● **What to work on**
Write out every line of the records below word for word, but leave out the pictures.
>>>
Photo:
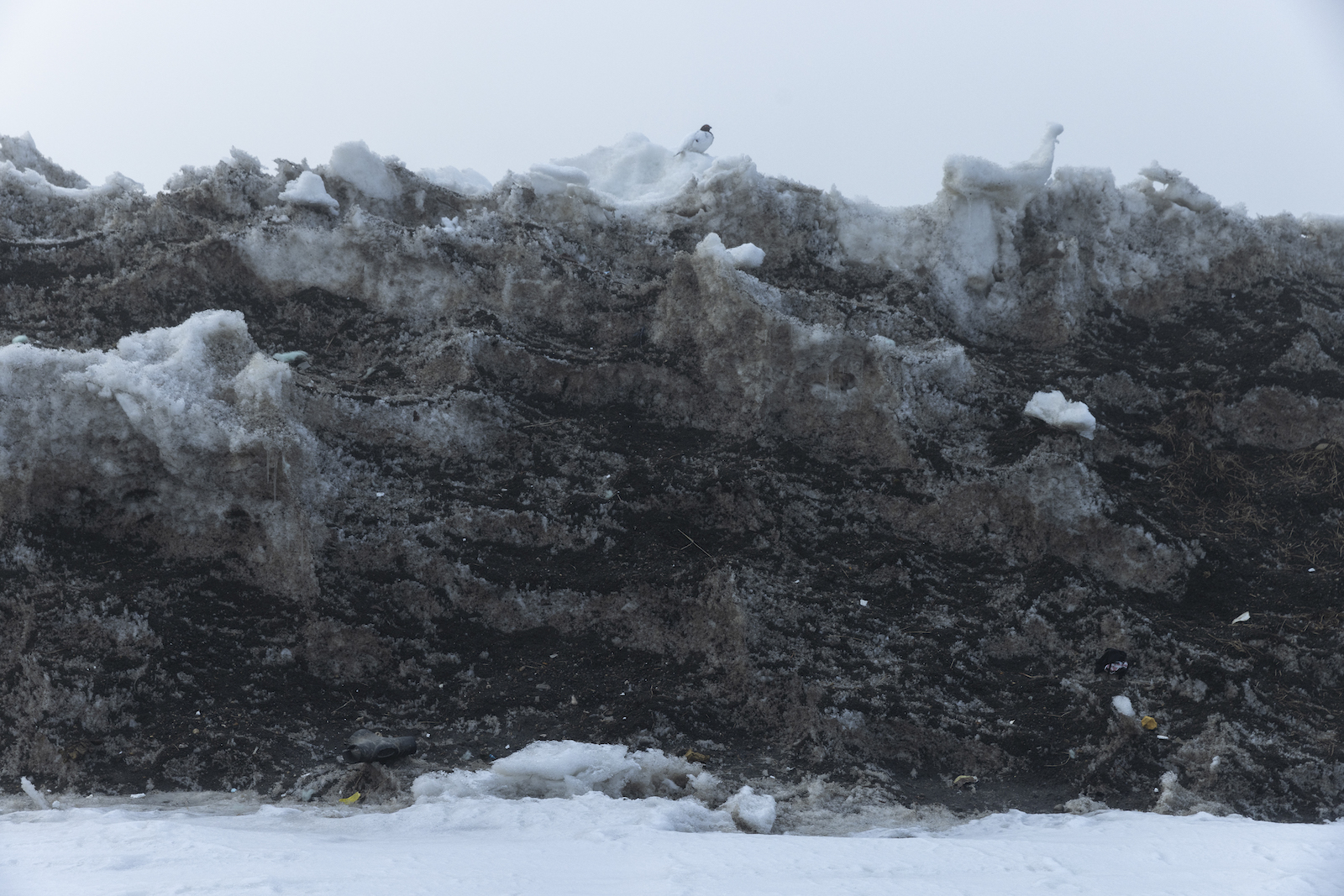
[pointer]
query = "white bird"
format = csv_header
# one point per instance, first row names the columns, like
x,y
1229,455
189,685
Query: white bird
<<<
● **The response**
Photo:
[pointer]
query = "white bird"
format = csv_header
# one point per instance, first row names the columns, like
x,y
1229,455
189,685
Query: white bird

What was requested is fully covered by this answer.